GOAL OF THE EXERCISE >>
Rewrite the records below as a Markdown table with the columns Row and Line, one row per line, skipping blank lines and leaving out the pictures.

RECORDS SUPPLIED >>
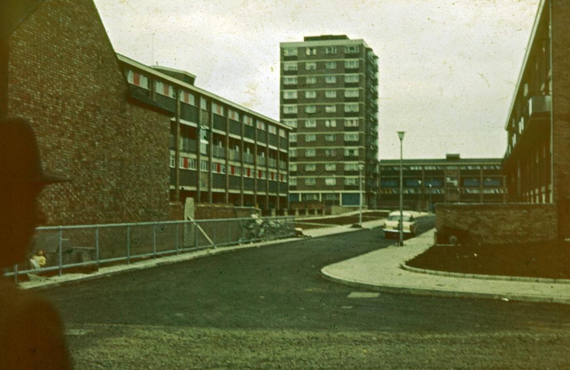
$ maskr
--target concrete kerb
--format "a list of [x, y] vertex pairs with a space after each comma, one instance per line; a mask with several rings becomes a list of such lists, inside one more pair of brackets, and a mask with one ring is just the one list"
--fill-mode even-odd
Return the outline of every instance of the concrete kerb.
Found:
[[[306, 233], [307, 234], [307, 236], [309, 237], [320, 238], [329, 235], [343, 234], [351, 231], [357, 231], [364, 229], [372, 229], [373, 227], [377, 227], [376, 224], [381, 222], [383, 222], [383, 219], [377, 220], [375, 221], [369, 221], [368, 222], [366, 222], [365, 223], [373, 224], [374, 226], [367, 227], [365, 226], [363, 229], [352, 229], [351, 228], [350, 226], [338, 225], [336, 227], [324, 227], [322, 229], [306, 230]], [[93, 280], [94, 279], [109, 277], [113, 275], [131, 272], [137, 270], [142, 270], [143, 269], [149, 269], [164, 265], [176, 263], [192, 259], [203, 258], [217, 254], [238, 251], [243, 249], [259, 248], [261, 247], [269, 246], [282, 243], [288, 243], [302, 239], [303, 238], [287, 238], [285, 239], [278, 239], [269, 241], [259, 242], [257, 243], [251, 243], [228, 247], [207, 248], [198, 251], [181, 252], [180, 254], [177, 255], [160, 257], [156, 259], [145, 259], [144, 261], [133, 262], [130, 265], [117, 265], [112, 266], [104, 267], [99, 269], [99, 271], [89, 274], [64, 274], [62, 277], [54, 276], [50, 278], [37, 277], [34, 278], [29, 282], [20, 283], [19, 286], [23, 289], [40, 290], [52, 288], [57, 286], [72, 284], [74, 283]]]
[[530, 283], [550, 283], [555, 284], [570, 284], [570, 279], [548, 279], [546, 278], [530, 278], [525, 277], [511, 277], [501, 275], [483, 275], [481, 274], [463, 274], [452, 273], [437, 270], [420, 269], [408, 266], [405, 263], [400, 264], [400, 268], [413, 273], [420, 273], [429, 275], [451, 277], [453, 278], [467, 278], [471, 279], [483, 279], [484, 280], [506, 280], [508, 281], [528, 282]]
[[501, 299], [503, 300], [519, 300], [522, 302], [546, 302], [550, 303], [563, 303], [570, 304], [570, 299], [558, 297], [544, 296], [542, 295], [518, 295], [516, 294], [494, 294], [492, 293], [471, 292], [439, 290], [422, 287], [401, 286], [388, 284], [377, 285], [356, 280], [350, 280], [339, 278], [329, 274], [324, 267], [321, 270], [321, 275], [325, 280], [340, 283], [348, 286], [365, 288], [374, 291], [409, 294], [411, 295], [424, 295], [429, 296], [441, 296], [454, 298], [477, 298], [487, 299]]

SOLUTION TO THE EXERCISE >>
| Row | Line |
|---|---|
| 1 | $ maskr |
| 2 | --target concrete kerb |
| 3 | --format "a list of [x, y] vertex pairs with a space after each comma, one instance per line; a mask with several rings becomes a list of such lists, inside one more pair of brackets, and a mask with one ring is just the one list" |
| 4 | --fill-mode even-odd |
| 5 | Return the outline of every instance of the concrete kerb. |
| 6 | Found: |
| 7 | [[[306, 233], [307, 234], [307, 236], [309, 237], [320, 238], [329, 235], [343, 234], [351, 231], [357, 231], [364, 229], [372, 229], [373, 227], [377, 227], [376, 224], [381, 222], [383, 222], [383, 219], [377, 220], [375, 221], [369, 221], [368, 222], [366, 222], [365, 223], [373, 224], [374, 226], [367, 227], [365, 226], [363, 229], [352, 229], [351, 228], [350, 226], [338, 225], [336, 227], [324, 227], [322, 229], [306, 230]], [[93, 280], [94, 279], [109, 277], [113, 275], [131, 272], [137, 270], [142, 270], [143, 269], [149, 269], [164, 265], [176, 263], [192, 259], [203, 258], [217, 254], [238, 251], [243, 249], [259, 248], [261, 247], [269, 246], [282, 243], [288, 243], [302, 239], [303, 238], [287, 238], [285, 239], [278, 239], [269, 241], [259, 242], [257, 243], [251, 243], [228, 247], [207, 248], [198, 251], [181, 252], [180, 254], [177, 255], [160, 257], [156, 259], [145, 259], [144, 261], [133, 262], [130, 265], [117, 265], [112, 266], [104, 267], [99, 269], [99, 271], [89, 274], [64, 274], [62, 277], [54, 276], [50, 278], [37, 277], [34, 278], [29, 282], [20, 283], [19, 286], [23, 289], [40, 290], [52, 288], [57, 286], [72, 284], [74, 283]]] |
| 8 | [[530, 283], [550, 283], [555, 284], [570, 284], [570, 279], [548, 279], [546, 278], [530, 278], [525, 277], [511, 277], [501, 275], [483, 275], [481, 274], [463, 274], [452, 273], [437, 270], [420, 269], [408, 266], [405, 263], [400, 264], [400, 268], [413, 273], [420, 273], [429, 275], [451, 277], [453, 278], [467, 278], [471, 279], [483, 279], [484, 280], [506, 280], [508, 281], [528, 282]] |
| 9 | [[501, 299], [503, 300], [519, 300], [522, 302], [546, 302], [550, 303], [563, 303], [570, 304], [570, 299], [558, 297], [544, 296], [542, 295], [518, 295], [516, 294], [494, 294], [492, 293], [471, 292], [439, 290], [422, 287], [401, 286], [388, 284], [377, 285], [356, 280], [350, 280], [339, 278], [329, 274], [324, 267], [321, 270], [321, 275], [325, 280], [340, 283], [348, 286], [365, 288], [374, 291], [409, 294], [411, 295], [424, 295], [429, 296], [441, 296], [454, 298], [477, 298], [487, 299]] |